OBJETIVO PLANTEADO: Busca en los registros siguientes cada línea que contenga la cadena "surface" y cópiala.

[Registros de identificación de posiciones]
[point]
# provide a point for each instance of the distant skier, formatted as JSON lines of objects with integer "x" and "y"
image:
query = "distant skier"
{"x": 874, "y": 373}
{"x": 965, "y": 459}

* * *

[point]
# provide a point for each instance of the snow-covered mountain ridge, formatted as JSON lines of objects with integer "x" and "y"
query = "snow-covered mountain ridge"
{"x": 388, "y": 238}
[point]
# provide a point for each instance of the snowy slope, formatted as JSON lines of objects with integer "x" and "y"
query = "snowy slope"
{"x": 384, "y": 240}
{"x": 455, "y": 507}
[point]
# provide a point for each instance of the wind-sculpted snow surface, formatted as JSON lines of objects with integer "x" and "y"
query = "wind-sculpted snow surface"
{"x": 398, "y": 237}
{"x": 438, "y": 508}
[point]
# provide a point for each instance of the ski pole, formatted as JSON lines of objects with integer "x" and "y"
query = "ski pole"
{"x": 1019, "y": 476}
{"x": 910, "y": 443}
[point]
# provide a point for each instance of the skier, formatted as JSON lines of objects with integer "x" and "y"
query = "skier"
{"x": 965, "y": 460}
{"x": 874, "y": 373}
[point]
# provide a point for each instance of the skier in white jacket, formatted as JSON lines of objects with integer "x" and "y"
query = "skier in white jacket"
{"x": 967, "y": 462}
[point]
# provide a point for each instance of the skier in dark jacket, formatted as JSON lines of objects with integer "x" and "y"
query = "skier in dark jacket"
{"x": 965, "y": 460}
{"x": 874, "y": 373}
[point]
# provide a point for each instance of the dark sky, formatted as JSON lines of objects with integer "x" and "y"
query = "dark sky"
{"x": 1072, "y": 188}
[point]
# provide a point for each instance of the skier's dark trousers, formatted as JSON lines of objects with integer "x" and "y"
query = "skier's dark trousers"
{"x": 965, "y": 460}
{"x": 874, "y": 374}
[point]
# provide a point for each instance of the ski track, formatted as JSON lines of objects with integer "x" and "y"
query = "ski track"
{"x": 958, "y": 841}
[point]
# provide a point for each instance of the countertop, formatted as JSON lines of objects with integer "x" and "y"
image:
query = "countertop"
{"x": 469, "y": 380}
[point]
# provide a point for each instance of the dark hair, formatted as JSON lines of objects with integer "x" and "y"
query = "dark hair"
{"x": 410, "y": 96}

RESPUESTA AL EJERCICIO:
# provide a point for each instance of the wind-sculpted snow surface, formatted as JSON lines of objects with integer "x" and "y"
query = "wind-sculpted snow surface"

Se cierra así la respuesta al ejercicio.